- _INSTRUCTIONS TO FOLLOW_: Transcribe exactly everything in the data below from the line containing "Query: brown pine cone" down to the line containing "[(94, 150)]", both lines included and nothing further.

RECORDS PROVIDED below:

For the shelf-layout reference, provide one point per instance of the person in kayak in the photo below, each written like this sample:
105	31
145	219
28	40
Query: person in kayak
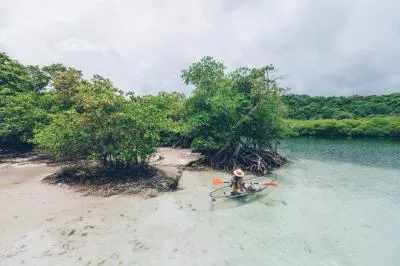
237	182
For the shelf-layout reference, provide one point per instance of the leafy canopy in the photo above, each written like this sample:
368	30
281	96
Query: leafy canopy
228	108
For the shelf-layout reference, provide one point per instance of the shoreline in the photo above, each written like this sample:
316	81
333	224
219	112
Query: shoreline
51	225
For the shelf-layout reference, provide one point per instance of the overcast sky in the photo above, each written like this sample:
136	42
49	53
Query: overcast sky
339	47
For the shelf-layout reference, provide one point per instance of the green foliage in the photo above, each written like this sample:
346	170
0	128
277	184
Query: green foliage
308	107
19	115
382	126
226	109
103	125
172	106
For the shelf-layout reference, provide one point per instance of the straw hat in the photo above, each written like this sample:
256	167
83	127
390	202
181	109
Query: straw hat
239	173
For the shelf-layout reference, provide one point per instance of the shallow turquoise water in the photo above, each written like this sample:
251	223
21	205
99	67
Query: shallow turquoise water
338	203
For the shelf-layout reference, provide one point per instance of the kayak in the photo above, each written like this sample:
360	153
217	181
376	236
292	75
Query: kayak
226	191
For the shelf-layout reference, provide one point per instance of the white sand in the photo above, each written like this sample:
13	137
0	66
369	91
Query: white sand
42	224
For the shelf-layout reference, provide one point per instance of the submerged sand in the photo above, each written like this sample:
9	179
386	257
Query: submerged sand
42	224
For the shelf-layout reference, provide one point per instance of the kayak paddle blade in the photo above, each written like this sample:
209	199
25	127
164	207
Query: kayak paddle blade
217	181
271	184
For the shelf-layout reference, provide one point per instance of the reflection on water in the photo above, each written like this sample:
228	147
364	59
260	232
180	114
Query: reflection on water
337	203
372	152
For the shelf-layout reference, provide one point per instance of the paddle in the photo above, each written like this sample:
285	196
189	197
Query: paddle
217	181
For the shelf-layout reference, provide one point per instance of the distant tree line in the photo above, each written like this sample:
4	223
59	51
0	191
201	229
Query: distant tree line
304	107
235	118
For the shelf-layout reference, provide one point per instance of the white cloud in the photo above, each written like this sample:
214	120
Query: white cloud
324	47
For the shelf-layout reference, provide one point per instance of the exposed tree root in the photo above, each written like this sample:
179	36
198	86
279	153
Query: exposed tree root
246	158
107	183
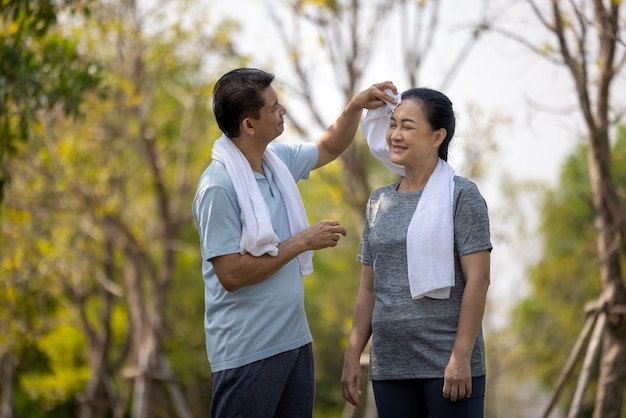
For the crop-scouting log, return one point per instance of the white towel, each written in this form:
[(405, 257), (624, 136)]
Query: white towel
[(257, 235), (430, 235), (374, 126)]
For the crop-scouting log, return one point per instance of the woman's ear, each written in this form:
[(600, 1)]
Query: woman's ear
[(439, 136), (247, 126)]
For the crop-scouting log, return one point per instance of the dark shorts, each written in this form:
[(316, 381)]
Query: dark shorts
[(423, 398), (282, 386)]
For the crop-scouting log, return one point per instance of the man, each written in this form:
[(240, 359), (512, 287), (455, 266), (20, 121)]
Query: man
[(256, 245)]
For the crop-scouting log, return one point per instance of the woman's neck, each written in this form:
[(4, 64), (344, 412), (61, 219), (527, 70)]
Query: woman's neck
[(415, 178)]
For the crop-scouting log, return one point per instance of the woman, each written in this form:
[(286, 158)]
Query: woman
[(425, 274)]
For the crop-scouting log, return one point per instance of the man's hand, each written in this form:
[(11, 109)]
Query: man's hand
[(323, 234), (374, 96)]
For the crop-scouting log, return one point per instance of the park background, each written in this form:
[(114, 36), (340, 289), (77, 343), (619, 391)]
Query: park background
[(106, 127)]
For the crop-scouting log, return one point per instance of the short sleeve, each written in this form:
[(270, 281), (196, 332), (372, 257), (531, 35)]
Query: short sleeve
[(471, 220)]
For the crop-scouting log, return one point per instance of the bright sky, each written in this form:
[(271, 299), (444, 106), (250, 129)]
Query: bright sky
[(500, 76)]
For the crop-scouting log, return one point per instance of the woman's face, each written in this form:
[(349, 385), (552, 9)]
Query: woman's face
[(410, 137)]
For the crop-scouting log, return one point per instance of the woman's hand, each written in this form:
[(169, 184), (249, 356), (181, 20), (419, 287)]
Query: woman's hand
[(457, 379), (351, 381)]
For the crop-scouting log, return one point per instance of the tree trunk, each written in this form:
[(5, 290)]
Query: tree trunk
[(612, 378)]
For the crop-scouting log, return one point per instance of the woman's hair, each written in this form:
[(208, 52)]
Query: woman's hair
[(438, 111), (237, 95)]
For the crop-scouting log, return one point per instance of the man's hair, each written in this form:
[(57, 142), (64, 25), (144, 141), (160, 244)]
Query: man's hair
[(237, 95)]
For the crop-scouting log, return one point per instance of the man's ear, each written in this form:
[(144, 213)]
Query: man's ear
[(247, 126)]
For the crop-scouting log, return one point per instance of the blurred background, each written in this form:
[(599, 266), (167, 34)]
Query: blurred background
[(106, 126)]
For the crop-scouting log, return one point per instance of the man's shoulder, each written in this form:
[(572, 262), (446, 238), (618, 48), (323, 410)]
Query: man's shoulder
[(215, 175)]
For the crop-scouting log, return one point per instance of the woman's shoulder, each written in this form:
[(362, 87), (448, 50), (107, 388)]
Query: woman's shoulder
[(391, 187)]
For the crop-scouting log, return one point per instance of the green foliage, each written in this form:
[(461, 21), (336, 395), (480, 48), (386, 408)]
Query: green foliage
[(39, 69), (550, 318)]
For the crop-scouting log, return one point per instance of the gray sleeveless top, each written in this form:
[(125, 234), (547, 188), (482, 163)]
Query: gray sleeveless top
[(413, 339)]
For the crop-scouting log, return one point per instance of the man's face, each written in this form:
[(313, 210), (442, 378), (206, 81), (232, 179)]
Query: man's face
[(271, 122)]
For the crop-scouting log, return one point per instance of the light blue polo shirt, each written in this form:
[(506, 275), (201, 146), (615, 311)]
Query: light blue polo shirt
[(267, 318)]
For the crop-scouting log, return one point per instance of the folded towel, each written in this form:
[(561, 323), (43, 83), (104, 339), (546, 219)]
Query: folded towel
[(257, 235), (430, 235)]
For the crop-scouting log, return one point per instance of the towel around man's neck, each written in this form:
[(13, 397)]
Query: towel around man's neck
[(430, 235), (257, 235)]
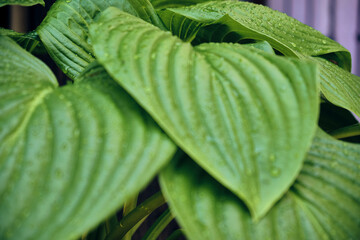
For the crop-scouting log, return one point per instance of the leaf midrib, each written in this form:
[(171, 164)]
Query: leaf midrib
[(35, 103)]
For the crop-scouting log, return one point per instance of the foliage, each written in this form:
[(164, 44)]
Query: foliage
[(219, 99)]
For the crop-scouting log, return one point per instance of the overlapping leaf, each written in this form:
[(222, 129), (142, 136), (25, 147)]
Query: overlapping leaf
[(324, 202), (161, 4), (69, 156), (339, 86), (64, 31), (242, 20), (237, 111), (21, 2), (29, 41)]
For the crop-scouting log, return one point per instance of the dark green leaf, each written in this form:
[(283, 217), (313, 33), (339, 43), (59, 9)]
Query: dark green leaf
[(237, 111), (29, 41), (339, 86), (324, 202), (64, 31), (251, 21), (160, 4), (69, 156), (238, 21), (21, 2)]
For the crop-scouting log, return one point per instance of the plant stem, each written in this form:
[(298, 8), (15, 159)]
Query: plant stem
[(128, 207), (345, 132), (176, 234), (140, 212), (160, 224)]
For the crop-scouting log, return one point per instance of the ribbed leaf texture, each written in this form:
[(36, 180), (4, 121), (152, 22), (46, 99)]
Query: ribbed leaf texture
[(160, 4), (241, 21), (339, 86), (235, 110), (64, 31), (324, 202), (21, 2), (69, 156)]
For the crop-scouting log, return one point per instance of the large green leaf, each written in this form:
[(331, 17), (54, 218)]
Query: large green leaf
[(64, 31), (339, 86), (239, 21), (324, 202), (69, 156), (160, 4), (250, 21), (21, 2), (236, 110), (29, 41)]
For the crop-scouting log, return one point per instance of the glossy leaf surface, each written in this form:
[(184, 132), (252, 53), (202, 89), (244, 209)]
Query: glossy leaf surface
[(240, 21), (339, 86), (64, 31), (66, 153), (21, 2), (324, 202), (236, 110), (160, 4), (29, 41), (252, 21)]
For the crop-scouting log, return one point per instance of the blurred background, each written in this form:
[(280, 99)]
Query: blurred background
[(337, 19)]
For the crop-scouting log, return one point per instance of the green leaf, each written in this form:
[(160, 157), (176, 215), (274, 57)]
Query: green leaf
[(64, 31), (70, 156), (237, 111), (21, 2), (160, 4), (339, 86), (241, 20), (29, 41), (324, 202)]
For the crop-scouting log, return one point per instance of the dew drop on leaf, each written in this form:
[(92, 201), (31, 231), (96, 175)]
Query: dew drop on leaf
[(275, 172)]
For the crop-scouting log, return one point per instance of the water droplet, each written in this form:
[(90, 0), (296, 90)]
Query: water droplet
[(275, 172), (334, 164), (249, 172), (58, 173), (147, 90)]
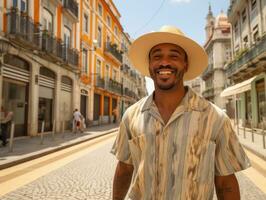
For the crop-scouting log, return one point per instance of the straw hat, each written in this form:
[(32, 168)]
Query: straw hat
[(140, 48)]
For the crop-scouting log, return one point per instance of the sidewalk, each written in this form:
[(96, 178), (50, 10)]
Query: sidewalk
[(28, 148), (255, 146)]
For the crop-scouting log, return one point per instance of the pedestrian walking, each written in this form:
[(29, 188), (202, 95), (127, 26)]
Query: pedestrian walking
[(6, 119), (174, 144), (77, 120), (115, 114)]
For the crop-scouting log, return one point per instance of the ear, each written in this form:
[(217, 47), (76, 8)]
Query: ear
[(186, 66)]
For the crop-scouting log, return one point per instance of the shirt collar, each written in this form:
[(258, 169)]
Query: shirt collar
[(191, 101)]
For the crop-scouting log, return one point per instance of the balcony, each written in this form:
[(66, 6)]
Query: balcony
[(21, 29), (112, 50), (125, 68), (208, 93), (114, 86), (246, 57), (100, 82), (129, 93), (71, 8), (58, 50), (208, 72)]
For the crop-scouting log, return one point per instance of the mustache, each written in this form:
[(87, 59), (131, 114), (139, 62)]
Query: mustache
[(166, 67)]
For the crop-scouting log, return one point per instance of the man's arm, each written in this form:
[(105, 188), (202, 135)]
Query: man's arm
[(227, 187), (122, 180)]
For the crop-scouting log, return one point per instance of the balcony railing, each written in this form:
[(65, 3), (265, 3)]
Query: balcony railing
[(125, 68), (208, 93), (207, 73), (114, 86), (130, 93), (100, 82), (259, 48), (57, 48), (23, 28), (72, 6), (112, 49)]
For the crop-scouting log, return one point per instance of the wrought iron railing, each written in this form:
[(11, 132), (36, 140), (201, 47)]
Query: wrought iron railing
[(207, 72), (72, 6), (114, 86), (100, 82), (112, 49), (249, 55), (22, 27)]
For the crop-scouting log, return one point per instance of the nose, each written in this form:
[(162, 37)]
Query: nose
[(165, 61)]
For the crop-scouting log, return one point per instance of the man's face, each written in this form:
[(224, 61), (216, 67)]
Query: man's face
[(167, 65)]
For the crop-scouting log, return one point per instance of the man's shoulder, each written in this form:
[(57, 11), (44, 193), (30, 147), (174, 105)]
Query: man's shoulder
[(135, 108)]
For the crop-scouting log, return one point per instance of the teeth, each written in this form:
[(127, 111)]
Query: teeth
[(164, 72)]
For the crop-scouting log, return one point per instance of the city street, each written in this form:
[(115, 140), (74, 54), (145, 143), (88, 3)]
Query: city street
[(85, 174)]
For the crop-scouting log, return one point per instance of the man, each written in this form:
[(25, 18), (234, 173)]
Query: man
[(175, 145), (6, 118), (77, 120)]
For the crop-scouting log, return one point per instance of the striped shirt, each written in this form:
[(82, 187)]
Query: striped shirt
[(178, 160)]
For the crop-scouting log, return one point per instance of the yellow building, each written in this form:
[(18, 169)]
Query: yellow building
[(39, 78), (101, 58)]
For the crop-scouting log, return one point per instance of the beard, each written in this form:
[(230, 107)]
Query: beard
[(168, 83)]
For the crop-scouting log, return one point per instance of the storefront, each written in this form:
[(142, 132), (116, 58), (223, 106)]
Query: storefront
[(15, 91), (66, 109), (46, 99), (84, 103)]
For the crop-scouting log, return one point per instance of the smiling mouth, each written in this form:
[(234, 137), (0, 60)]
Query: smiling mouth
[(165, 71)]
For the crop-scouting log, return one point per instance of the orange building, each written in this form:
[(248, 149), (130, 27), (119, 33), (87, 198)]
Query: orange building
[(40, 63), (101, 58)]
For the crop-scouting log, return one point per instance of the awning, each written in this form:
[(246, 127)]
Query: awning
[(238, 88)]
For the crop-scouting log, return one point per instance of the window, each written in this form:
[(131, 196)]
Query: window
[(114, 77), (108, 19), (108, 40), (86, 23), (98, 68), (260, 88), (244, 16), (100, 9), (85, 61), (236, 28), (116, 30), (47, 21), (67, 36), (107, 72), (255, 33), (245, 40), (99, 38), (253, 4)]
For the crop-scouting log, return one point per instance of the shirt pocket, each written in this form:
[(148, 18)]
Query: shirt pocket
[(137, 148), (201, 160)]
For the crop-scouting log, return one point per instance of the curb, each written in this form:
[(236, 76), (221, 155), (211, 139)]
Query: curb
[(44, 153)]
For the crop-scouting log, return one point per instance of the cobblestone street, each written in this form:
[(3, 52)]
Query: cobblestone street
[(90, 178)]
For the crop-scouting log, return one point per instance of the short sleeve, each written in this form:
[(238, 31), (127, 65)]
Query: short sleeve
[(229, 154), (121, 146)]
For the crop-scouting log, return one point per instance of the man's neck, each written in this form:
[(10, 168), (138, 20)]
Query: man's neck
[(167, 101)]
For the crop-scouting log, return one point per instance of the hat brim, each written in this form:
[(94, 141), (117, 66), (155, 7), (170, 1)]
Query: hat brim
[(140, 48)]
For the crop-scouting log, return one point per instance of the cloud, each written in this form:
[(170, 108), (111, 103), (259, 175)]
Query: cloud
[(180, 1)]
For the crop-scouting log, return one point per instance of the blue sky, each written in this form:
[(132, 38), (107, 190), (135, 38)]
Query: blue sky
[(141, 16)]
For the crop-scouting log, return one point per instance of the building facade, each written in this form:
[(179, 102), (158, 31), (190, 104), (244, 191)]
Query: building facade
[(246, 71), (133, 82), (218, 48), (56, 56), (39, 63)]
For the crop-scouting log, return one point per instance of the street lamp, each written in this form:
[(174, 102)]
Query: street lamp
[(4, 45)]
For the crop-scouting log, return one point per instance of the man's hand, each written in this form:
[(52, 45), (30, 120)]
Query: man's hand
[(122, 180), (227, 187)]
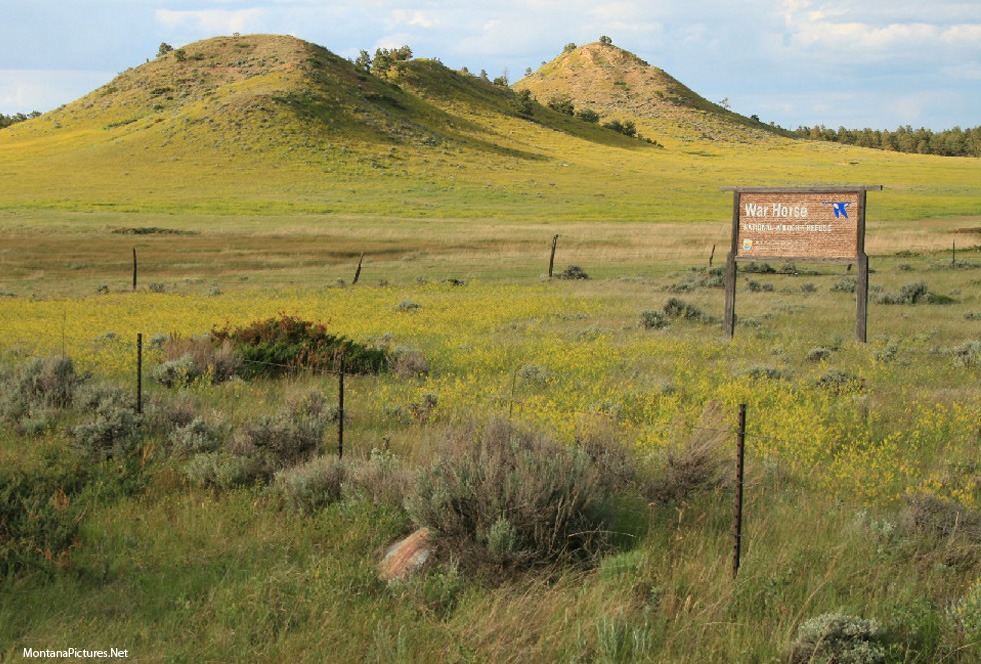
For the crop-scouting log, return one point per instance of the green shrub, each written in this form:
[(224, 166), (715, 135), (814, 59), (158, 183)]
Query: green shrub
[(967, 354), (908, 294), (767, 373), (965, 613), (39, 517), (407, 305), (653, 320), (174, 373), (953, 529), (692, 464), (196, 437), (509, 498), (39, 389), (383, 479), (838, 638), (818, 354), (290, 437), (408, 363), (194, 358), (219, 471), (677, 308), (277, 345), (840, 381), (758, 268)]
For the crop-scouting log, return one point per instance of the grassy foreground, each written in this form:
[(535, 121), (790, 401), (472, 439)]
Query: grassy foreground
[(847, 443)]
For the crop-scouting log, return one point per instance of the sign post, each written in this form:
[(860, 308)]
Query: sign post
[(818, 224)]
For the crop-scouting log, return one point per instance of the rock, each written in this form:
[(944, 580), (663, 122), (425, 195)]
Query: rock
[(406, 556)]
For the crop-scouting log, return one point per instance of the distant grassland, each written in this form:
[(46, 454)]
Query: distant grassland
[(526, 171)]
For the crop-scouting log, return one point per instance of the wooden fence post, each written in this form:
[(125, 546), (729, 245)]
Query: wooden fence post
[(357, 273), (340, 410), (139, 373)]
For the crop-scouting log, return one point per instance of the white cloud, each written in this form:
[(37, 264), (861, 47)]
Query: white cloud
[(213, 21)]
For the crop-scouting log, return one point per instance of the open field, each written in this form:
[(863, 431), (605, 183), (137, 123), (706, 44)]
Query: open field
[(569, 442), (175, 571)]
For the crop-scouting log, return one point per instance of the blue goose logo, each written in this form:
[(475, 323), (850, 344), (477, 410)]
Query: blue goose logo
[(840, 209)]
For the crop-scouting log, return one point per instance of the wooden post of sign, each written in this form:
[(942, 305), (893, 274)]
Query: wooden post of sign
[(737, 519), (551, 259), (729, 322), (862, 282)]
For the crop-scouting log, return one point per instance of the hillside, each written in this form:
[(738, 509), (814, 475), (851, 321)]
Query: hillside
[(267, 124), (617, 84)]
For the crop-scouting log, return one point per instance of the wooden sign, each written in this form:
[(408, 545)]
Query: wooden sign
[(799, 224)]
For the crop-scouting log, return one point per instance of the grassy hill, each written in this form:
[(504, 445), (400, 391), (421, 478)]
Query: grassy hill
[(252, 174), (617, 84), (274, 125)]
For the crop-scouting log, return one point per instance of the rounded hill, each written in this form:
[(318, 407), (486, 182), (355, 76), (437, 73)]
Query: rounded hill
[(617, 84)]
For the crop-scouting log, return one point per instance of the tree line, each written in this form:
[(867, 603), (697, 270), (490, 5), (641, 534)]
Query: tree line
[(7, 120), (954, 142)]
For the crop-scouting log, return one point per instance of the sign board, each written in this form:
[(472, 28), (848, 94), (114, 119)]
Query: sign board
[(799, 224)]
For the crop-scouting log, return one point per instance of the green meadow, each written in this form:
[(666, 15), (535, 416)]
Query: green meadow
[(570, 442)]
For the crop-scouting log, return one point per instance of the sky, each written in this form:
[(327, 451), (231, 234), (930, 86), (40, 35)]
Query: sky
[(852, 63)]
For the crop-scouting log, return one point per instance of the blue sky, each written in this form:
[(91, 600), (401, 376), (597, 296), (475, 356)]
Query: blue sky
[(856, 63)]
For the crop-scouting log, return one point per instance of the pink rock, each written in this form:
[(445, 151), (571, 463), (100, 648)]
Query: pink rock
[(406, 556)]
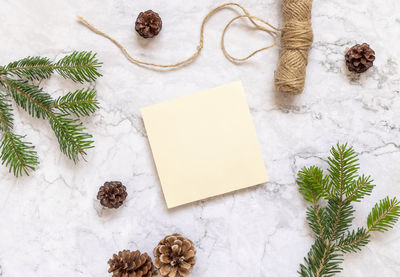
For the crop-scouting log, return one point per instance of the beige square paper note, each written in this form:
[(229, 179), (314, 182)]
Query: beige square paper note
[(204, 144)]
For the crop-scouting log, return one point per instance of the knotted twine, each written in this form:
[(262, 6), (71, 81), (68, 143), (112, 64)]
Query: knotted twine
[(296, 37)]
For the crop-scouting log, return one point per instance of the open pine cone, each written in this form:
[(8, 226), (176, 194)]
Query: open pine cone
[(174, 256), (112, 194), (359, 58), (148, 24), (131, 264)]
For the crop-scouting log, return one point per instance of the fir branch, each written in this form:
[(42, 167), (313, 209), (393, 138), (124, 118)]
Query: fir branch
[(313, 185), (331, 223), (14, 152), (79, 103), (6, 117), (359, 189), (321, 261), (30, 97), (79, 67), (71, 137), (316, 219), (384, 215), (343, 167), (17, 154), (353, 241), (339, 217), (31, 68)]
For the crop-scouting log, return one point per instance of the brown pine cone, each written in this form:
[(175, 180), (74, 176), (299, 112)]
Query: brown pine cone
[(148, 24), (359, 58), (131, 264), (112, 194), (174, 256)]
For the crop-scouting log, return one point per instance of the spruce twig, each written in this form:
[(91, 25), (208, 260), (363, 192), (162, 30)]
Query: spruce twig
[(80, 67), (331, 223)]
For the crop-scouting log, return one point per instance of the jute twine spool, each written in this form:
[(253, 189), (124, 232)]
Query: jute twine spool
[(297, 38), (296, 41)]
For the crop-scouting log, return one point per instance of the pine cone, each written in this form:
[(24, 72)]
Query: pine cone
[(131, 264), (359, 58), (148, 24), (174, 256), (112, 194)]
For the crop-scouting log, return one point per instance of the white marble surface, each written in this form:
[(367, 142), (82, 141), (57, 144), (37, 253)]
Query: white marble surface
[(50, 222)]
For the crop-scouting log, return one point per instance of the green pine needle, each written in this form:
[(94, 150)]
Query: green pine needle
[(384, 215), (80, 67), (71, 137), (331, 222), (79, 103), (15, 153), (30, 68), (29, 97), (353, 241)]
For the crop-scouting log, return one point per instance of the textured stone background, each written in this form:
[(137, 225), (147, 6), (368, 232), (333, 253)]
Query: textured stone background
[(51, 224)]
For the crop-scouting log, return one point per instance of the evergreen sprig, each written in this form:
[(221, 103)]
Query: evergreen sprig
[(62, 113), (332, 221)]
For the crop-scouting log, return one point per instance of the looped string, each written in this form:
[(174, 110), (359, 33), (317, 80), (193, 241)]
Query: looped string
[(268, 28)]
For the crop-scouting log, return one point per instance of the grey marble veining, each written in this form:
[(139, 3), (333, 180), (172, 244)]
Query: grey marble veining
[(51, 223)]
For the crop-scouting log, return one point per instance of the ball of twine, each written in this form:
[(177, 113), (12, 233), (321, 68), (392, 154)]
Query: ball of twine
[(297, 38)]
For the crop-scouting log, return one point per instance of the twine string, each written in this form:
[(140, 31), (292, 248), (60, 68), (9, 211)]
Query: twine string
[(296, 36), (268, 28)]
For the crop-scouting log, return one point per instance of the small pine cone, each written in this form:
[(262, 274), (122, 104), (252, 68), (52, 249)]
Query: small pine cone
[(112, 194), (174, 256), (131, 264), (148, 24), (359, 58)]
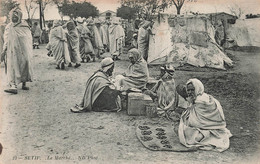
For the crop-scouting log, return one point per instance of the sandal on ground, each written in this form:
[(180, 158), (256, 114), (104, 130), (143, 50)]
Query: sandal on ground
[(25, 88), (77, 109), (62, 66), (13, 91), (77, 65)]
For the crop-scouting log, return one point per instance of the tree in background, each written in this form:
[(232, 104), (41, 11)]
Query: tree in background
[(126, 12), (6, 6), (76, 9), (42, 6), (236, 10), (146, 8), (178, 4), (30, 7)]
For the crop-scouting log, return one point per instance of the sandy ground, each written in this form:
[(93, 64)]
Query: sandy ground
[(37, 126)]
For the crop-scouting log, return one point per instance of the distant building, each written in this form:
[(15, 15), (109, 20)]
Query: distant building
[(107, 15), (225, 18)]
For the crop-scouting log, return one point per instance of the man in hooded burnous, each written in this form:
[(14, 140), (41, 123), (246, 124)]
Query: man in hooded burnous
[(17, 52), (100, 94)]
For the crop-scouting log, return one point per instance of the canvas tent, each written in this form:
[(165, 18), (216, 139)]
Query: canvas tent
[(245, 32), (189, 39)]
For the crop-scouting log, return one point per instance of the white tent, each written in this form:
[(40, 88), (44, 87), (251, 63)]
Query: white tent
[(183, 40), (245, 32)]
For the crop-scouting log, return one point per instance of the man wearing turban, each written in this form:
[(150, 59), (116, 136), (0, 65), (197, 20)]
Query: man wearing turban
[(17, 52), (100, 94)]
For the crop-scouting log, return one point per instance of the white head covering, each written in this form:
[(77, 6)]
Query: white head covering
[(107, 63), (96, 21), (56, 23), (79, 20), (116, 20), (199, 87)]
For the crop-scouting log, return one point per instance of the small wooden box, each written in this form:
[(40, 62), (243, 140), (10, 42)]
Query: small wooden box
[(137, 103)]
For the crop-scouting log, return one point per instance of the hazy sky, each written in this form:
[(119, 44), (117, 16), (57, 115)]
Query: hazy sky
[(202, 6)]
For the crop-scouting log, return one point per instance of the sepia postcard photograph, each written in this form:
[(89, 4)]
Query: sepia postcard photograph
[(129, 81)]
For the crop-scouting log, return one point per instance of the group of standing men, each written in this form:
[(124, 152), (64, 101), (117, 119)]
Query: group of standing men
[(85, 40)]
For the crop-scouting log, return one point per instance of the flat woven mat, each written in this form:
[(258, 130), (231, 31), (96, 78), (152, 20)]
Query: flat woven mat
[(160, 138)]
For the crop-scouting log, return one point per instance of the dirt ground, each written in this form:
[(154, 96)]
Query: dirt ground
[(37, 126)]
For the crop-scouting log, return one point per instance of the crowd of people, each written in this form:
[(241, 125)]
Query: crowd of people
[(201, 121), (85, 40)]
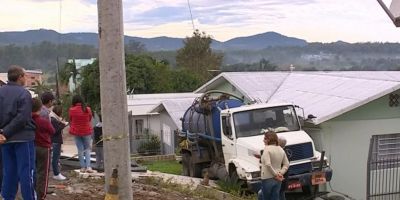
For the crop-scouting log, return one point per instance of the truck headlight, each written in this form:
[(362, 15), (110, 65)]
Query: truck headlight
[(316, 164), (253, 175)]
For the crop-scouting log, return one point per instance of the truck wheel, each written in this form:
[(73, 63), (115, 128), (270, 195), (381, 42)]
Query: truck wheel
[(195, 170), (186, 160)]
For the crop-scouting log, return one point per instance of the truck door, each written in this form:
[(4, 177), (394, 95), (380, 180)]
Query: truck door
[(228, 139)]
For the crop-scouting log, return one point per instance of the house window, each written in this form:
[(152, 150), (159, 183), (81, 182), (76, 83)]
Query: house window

End of RECORDS PROVIDED.

- _OUTPUT OF THE TASK_:
Query: brown pine cone
[(148, 24), (359, 58), (131, 264), (112, 194), (174, 256)]
For the crop-scouting log, return one point per instance of the spruce twig, each written in this form:
[(91, 25), (208, 260), (363, 192), (162, 30)]
Query: spruce twig
[(80, 67), (331, 223)]
For the crop-scouting log, return one point per instance of the jute twine spool, each written in this form:
[(253, 189), (124, 232)]
Query: jute twine spool
[(297, 38), (296, 41)]
For the crop-scouting log, return one point per instance of the pine cone, each written in this form:
[(24, 72)]
Query: pine cone
[(131, 264), (359, 58), (148, 24), (174, 256), (112, 194)]
For the crop-scouting log, return one point per instance of the white marble surface, each written in this form:
[(367, 142), (82, 141), (57, 144), (37, 253)]
Query: white marble surface
[(50, 222)]
For the crop-scouting log, return one point per instance of the green pine needle, each written in this form:
[(94, 150)]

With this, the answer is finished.